'''
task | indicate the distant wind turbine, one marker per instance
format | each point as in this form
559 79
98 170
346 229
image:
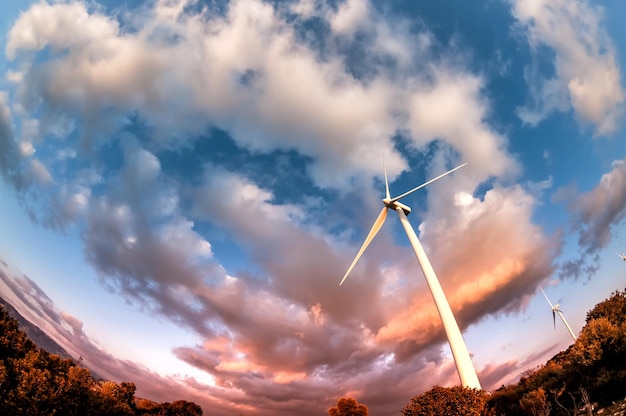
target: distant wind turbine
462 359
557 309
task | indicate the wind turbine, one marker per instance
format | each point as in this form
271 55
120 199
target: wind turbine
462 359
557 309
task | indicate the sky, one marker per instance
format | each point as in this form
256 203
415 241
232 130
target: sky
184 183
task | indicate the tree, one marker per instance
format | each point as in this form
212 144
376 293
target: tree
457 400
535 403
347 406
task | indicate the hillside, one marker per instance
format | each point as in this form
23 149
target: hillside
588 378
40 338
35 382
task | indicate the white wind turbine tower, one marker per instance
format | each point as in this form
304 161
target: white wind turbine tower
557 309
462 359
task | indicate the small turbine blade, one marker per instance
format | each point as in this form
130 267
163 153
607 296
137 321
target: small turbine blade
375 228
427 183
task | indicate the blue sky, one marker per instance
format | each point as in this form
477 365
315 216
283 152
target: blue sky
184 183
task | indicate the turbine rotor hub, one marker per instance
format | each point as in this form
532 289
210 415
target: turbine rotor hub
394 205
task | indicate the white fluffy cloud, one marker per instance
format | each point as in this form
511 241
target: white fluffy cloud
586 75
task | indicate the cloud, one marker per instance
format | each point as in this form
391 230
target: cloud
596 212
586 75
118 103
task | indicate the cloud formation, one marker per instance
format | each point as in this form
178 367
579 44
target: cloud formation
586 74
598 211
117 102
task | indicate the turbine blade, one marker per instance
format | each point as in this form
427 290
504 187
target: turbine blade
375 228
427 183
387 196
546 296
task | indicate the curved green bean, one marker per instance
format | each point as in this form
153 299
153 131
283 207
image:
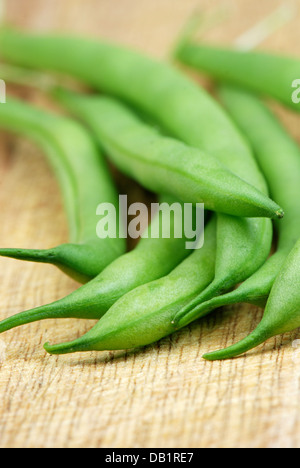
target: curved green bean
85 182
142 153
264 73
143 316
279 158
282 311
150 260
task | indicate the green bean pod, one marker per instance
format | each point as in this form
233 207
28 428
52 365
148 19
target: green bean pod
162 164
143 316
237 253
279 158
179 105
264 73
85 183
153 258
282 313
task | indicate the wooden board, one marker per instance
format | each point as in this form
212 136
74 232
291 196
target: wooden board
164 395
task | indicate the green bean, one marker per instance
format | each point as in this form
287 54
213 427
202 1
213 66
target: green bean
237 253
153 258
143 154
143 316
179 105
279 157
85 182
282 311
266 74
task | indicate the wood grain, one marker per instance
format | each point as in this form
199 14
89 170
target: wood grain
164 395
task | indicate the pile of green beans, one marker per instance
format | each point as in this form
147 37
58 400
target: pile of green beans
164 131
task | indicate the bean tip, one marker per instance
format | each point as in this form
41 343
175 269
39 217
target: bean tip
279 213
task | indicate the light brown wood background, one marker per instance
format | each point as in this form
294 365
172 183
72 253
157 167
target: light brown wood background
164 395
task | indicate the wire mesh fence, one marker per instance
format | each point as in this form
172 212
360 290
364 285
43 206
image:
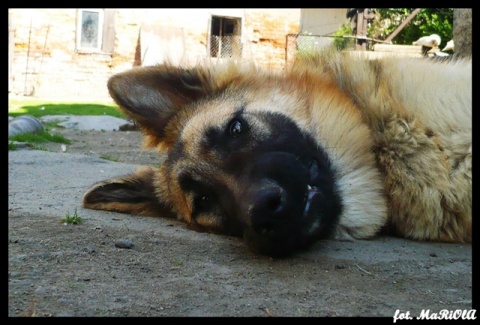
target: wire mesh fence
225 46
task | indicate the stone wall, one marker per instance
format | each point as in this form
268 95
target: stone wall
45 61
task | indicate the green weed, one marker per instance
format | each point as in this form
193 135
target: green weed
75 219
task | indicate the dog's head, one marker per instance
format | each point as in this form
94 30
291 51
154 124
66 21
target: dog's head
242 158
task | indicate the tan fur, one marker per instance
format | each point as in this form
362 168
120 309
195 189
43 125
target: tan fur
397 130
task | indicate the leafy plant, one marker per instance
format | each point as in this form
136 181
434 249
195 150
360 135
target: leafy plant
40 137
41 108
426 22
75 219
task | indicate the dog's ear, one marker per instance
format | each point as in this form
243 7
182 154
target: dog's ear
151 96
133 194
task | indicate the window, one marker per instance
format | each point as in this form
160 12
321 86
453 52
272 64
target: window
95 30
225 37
'''
### Written task
Copy all of the lines above word for word, leaving out the pictures.

### Solved problem
task | indicate the distant wind turbine, one marker per instance
format | each point as in this form
559 79
98 170
346 229
image:
target: distant wind turbine
462 359
557 309
task | indicate the wind turbine, one marker per instance
format | each point as in this form
271 55
120 199
target: wind turbine
462 359
557 309
task | indicate the sky, one marker per instance
format | each point as in this form
256 203
415 241
232 130
target: sky
184 183
task | indicate the tree, one marker per instance
format | each point as in this form
212 144
376 293
target: tree
457 400
535 403
347 406
task | indicate the hillside, one marker per instance
format | each point as in this form
23 149
target: hillside
588 378
40 338
35 382
task | indicate the white wind turbine tower, one marker per instance
format | each point as in this form
304 161
target: white wind turbine tower
557 309
462 359
task | indicate the small turbine blade, one marker per instance
format | each point as in this form
130 267
163 153
607 296
137 321
target: small turbine blade
375 228
427 183
task | indicate the blue sky, one marker per instance
format | each point as in this form
477 365
315 216
283 152
target: blue sky
184 183
task | indicate the turbine rotor hub, one marker per instance
format | each point as in this form
532 289
210 415
target: turbine rotor hub
394 205
task | indicate the white fluffy cloud, one marker per instance
format | each point as in this form
511 241
target: white fluffy cloud
586 75
task | indicate the cloud, one marker per instance
format | each point as in this form
391 230
target: cloud
596 212
586 75
118 103
task | indicate the cloud formation, one marker per instance
format | each point as in this form
178 367
579 44
target: cloud formation
586 74
598 211
117 102
task | indicate the turbine blade, one marker per instance
format | each point as in this form
427 290
504 187
target: turbine blade
375 228
427 183
387 196
546 296
task | indicate the curved green bean, one marker per instance
format | each point as in this form
153 299
153 131
283 207
image:
target: curved green bean
85 182
142 153
264 73
143 316
279 158
282 311
150 260
task | indicate the green bean pod, one marker per instance
format | each point as in this form
233 207
28 428
52 365
148 19
target: green bean pod
162 164
143 316
237 253
279 158
179 105
264 73
85 183
153 258
282 313
task | indicate the wooden board, one marker per instance
format | each point as in this form
212 136
74 232
291 196
target: wooden board
164 395
task | indicate the green bean, one marker per instance
format | each point as in this form
287 54
213 427
202 1
213 66
target: green bean
237 253
153 258
143 154
143 316
179 105
279 157
85 182
282 311
266 74
task | indicate the wood grain, one marker per instance
format | each point as in this form
199 14
89 170
target: wood grain
164 395
task | indicate the pile of green beans, one marker per instance
format | each point as in this form
147 37
58 400
target: pile of green beans
164 131
task | indicate the bean tip, one marker per instance
format | each point as in this form
41 343
175 269
39 217
target: bean tip
279 213
task | indicate the light brown wood background, one marker per instance
format | each point as in this form
294 365
172 183
72 253
157 167
target: light brown wood background
164 395
task | indicate the wire mesh fence, one marker per instance
format | each point as in this form
172 212
360 290
364 285
43 206
image:
target: wire mesh fence
225 46
task | indicate the stone wall, one marker per instance
format | each point as in this form
268 95
target: stone wall
45 61
task | indicate the green weed, one marker per instance
format | each point as in this form
193 135
target: green weed
75 219
task | indicate the dog's head, one marker per instance
format | each point as in this form
94 30
291 51
154 124
66 21
target: dog's head
242 158
task | indicate the tan fur, one marker per instance
format | each point as in this form
362 168
120 309
195 189
43 125
target: tan fur
397 130
task | indicate the leafy plant, one marker per instance
format | each point as in this form
136 181
434 249
195 150
360 135
target: leafy plant
40 137
41 108
426 22
75 219
task | indicate the dog's ear, one marker per instance
format | each point as in this form
243 7
182 154
target: dog's ear
151 96
133 194
task | indicate the window, one marker per instance
format | each point as in this form
160 12
321 86
453 52
272 64
target: window
95 30
225 37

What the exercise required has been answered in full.